§ JOB 1
Answer these questions about the mascara thread.
(a) In which magazine was the picture of Nicole Richie using the mascara?
(b) Which two mascaras does Pushpa prefer?
(c) How much did the mascara Patricia bought in a Chinese store cost?
§ JOB 2
Reproduce the passage of the mascara thread starting at "## Jennifer Mcfly" and ending at "can you do...".

# Nicole Richie papped using Maybelline Great Lash



## Pootle_around (Mar 16, 2006)

There was a picture in Heat (UK celeb mag) of Nicole Richie using Maybelline's Great Lash mascara. I know it that one because the wand was green. The thing is, I've tried it 3 times and just can't et it to work for me at all. Each time I buy it I think "maybe I'm not doing it right, I'll try it again" but every time I end up throwing it away.

Does anyone else use this successfully? it's not even that popular on MUA.


----------



## blondehott (Mar 16, 2006)

huge 2nd!!!!  Its not a great mascara and its cheap why does Nicole use it?Its not a good mascara


----------



## bAbY_cHiCkEn01 (Mar 16, 2006)

Wasn't it supposed to be one of the best mascaras made???


----------



## Jennifer Mcfly (Mar 16, 2006)

I personally love this mascara. I've never had a problem with it. I love the ultra black with the curved brush. I think it works very well. But hey, if you don't like it, you don't like it, what can you do...


----------



## panties (Mar 16, 2006)

what may not work for you may work for the next person...maybe it works for nicole...


----------



## karen (Mar 16, 2006)

I don't even want to say what I was thinking when I saw the title of this thread.


----------



## pumpkincat210 (Mar 16, 2006)

I don't like this mascara because three hours later you can see black particles under your  eye.  I doubt Nicole really uses this.


----------



## giz2000 (Mar 16, 2006)

A lot of big name makeup artists swear by Great Lash...


----------



## Classic Beauty (Mar 16, 2006)

Quote:

   Originally Posted by *karen* 
_I don't even want to say what I was thinking when I saw the title of this thread.  
	

	
	
		
		

		
		
	


	


_

 
LOL, that's what i was thinking too.  I was like WTH?


----------



## rcastel10 (Mar 17, 2006)

I love this mascara!


----------



## Pushpa (Mar 17, 2006)

Quote:

   Originally Posted by *karen* 
_I don't even want to say what I was thinking when I saw the title of this thread.  
	

	
	
		
		

		
		
	


	


_

 

lol same here i guess we have dirty minds  
	

	
	
		
		

		
		
	


	





i haved used it several times and had no problem i just prefer zoomlash and prolash


but i know tons of girls that use this and swear by it


----------



## Pootle_around (Mar 17, 2006)

Classic Beauty and Karen - shame on you!
I remember when Maybelline first came out in the UK and all the magazines were praising it, saying it was america's #1 mascara (is this true, btw?), and saying that it was MUA favourite.
Every time I've used it, it goes on wet, flakes all over the place and melts onto my lower eyelids.


----------



## Patricia (Mar 17, 2006)

i can't stand it, even a 60cent mascara that i bought in a chinese store worked better...


----------



## bottleblack (Mar 17, 2006)

Quote:

   Originally Posted by *karen* 
_I don't even want to say what I was thinking when I saw the title of this thread.

(Position identification records)
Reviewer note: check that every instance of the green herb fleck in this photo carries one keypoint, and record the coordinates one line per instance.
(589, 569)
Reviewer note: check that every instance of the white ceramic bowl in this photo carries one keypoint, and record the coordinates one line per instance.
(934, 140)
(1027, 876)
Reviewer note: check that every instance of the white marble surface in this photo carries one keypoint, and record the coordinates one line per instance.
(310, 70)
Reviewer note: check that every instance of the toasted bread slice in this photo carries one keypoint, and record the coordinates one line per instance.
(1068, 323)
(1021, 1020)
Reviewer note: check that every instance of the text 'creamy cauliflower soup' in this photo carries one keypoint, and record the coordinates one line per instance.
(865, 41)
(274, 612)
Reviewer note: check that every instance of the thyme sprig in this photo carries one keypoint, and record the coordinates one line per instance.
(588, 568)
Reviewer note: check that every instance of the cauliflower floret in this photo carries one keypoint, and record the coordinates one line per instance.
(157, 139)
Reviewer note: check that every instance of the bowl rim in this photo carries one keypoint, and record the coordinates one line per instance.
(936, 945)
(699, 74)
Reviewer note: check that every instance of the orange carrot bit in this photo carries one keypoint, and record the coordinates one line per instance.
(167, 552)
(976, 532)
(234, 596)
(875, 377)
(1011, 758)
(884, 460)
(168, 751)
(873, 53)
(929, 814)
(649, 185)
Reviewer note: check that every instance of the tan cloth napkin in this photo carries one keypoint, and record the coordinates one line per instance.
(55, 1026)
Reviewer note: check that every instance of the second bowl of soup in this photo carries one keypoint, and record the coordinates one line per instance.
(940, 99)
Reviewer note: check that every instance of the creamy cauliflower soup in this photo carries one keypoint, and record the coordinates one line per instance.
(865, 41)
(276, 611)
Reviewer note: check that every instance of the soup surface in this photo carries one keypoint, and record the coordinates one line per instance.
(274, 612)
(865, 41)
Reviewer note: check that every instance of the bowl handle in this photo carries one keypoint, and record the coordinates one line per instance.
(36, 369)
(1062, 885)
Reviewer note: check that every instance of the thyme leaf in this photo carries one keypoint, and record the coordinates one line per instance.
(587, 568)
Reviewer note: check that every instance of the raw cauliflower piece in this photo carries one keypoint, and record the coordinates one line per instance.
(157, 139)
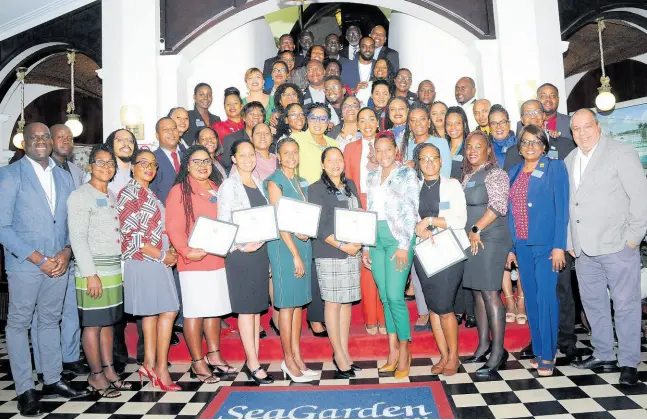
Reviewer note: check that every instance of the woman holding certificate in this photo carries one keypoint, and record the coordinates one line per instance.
(149, 286)
(203, 280)
(248, 263)
(290, 259)
(538, 209)
(337, 264)
(393, 193)
(442, 206)
(486, 189)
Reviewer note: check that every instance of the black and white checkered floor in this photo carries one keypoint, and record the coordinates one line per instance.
(516, 392)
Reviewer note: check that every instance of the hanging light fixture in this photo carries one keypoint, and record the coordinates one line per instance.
(18, 138)
(73, 120)
(605, 100)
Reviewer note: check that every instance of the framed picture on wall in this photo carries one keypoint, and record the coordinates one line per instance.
(627, 123)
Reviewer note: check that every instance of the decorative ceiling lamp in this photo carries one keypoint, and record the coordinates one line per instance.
(73, 120)
(18, 138)
(605, 100)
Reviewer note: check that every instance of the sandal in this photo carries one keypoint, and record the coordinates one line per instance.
(521, 318)
(119, 383)
(228, 369)
(205, 378)
(108, 392)
(510, 317)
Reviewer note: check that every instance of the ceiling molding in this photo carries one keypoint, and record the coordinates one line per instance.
(35, 17)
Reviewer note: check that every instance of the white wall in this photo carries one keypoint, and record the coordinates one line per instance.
(430, 53)
(223, 64)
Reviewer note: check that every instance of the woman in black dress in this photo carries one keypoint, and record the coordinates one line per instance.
(248, 265)
(486, 193)
(441, 206)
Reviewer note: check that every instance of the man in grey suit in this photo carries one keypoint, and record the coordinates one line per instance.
(33, 231)
(608, 220)
(62, 151)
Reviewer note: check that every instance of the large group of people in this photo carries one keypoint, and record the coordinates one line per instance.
(337, 127)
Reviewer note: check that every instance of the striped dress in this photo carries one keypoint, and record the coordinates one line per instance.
(94, 234)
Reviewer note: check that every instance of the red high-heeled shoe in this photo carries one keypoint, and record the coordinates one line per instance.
(151, 376)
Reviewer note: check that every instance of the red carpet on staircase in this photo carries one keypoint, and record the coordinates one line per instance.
(362, 345)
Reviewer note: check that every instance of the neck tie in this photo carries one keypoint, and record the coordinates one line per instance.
(176, 162)
(372, 160)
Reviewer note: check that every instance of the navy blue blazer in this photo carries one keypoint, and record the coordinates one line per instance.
(165, 177)
(26, 221)
(350, 73)
(548, 195)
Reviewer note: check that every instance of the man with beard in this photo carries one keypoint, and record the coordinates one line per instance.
(464, 92)
(378, 33)
(315, 90)
(427, 93)
(62, 151)
(403, 81)
(358, 72)
(334, 97)
(34, 233)
(353, 36)
(557, 124)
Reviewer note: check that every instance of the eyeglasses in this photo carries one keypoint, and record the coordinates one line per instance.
(105, 163)
(201, 162)
(144, 164)
(501, 123)
(535, 113)
(531, 143)
(321, 119)
(296, 115)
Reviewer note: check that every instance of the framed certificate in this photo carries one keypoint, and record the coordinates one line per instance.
(445, 251)
(257, 224)
(296, 216)
(214, 236)
(356, 226)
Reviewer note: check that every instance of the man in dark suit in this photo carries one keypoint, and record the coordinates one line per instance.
(353, 36)
(286, 43)
(532, 112)
(252, 113)
(557, 124)
(378, 34)
(360, 70)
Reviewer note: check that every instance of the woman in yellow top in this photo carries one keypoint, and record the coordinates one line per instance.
(313, 141)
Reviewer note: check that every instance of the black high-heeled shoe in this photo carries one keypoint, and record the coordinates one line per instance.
(274, 327)
(487, 370)
(321, 334)
(251, 376)
(479, 359)
(343, 374)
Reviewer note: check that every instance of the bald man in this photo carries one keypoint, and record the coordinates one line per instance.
(378, 34)
(34, 233)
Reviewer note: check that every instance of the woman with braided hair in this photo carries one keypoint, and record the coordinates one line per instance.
(203, 279)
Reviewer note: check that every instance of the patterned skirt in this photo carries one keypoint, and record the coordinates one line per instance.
(109, 308)
(339, 278)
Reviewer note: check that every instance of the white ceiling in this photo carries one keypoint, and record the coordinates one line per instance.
(17, 16)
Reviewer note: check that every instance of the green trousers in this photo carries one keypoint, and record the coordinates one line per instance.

§ REPLY 1
(a) The picture was in Heat.
(b) Pushpa prefers zoomlash and prolash.
(c) It cost 60 cents.

§ REPLY 2
## Jennifer Mcfly (Mar 16, 2006)

I personally love this mascara. I've never had a problem with it. I love the ultra black with the curved brush. I think it works very well. But hey, if you don't like it, you don't like it, what can you do...